TEXTAUSZUG:
######
Das neue Jahr hat begonnen wie das alte geendet ist: Mit Krisen und Konflikten, mit der Gefahr weiterer Eskalationen, mit einer unverändert dramatischen Lage in Syrien, mit Leid, Tod und Vertreibung, mit einer Welt in Unordnung, deren Folgen wir auch bei uns in Deutschland und in Europa unmittelbar spüren. Leider kann ich keine baldige Erlösung von all dem versprechen. Was ich aber zusagen kann, ist, dass wir alles tun, was in unseren Kräften steht, um mehr Stabilität und Frieden in unserer Nachbarschaft zu erreichen und unseren Werten und unseren Interessen Geltung zu verschaffen.
Die außenpolitische Lage ist herausfordernd – warum haben Sie sich entschieden, trotzdem nach Bremen zu kommen und bei der Schaffermahlzeit zu sprechen?
Ich freue mich, und es ist eine große Ehre für mich, als Gast zur Bremer Schaffermahlzeit eingeladen zu sein. Das passiert einem ja bekanntlich nur einmal im Leben. Zum Glück ist zwischen der Syrien-Konferenz und dem Beginn der Münchner Sicherheitskonferenz ein bisschen Zeit, um dafür nach Bremen kommen zu können. Ich bin sehr gespannt auf die Stunden in Bremen und freue mich darauf sehr.
Welche Botschaft wollen Sie bei Ihrer Rede den Kaufleuten, Kapitänen und übrigen Gästen vermitteln?
######
AUFGEFÜHRTE DATENSÄTZE:
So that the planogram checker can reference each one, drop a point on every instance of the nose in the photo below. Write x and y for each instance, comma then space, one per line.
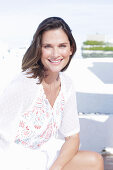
55, 52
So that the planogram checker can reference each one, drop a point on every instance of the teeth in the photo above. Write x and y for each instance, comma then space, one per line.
55, 61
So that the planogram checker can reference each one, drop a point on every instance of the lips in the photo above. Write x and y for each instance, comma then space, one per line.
55, 61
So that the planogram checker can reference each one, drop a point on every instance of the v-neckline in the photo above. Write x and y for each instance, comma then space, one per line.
52, 107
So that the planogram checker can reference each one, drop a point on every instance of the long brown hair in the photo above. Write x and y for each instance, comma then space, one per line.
32, 59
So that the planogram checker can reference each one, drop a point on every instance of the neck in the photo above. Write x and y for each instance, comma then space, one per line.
51, 78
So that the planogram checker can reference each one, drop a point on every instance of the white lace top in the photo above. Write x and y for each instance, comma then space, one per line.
27, 118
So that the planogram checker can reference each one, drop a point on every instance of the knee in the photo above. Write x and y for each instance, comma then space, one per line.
97, 160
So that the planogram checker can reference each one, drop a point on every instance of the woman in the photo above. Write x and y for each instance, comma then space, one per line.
39, 107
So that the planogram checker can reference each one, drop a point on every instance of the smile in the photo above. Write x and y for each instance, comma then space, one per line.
55, 61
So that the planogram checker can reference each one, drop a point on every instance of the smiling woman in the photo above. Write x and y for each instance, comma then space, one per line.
39, 107
56, 50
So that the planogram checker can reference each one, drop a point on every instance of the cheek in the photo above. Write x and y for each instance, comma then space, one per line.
66, 53
45, 54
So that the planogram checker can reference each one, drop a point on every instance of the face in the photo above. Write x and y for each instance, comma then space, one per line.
56, 50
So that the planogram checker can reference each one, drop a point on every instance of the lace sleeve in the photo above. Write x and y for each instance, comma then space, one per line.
70, 121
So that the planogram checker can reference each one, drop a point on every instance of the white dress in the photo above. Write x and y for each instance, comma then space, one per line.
31, 131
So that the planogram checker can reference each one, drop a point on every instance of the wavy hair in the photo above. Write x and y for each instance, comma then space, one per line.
31, 61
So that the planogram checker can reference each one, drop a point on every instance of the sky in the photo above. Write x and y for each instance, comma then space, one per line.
20, 19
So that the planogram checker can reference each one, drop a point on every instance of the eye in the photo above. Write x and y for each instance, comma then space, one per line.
47, 46
62, 45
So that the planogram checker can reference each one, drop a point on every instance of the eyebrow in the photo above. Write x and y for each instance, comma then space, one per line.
51, 44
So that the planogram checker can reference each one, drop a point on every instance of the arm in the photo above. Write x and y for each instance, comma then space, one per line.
67, 152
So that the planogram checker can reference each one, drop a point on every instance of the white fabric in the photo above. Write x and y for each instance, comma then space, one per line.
18, 98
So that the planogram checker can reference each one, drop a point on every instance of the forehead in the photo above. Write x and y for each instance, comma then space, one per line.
54, 35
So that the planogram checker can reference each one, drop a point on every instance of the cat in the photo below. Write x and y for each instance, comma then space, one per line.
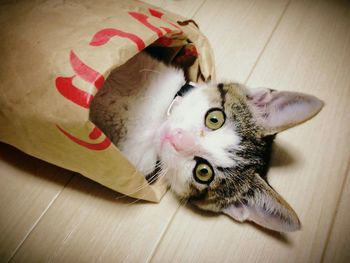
######
AUFGABE 1: Zwischen welchen beiden Terminen bleibt laut dem Textauszug Zeit für die Reise nach Bremen?
AUFGABE 2: Geben Sie die Passage aus dem Textauszug unverändert aus, beginnend bei „Die außenpolitische Lage“ und endend bei „mich darauf sehr.“.
Stützen Sie sich ausschließlich auf den Textauszug.

LÖSUNG 1: Zwischen der Syrien-Konferenz und dem Beginn der Münchner Sicherheitskonferenz.

LÖSUNG 2:
Die außenpolitische Lage ist herausfordernd – warum haben Sie sich entschieden, trotzdem nach Bremen zu kommen und bei der Schaffermahlzeit zu sprechen?
Ich freue mich, und es ist eine große Ehre für mich, als Gast zur Bremer Schaffermahlzeit eingeladen zu sein. Das passiert einem ja bekanntlich nur einmal im Leben. Zum Glück ist zwischen der Syrien-Konferenz und dem Beginn der Münchner Sicherheitskonferenz ein bisschen Zeit, um dafür nach Bremen kommen zu können. Ich bin sehr gespannt auf die Stunden in Bremen und freue mich darauf sehr.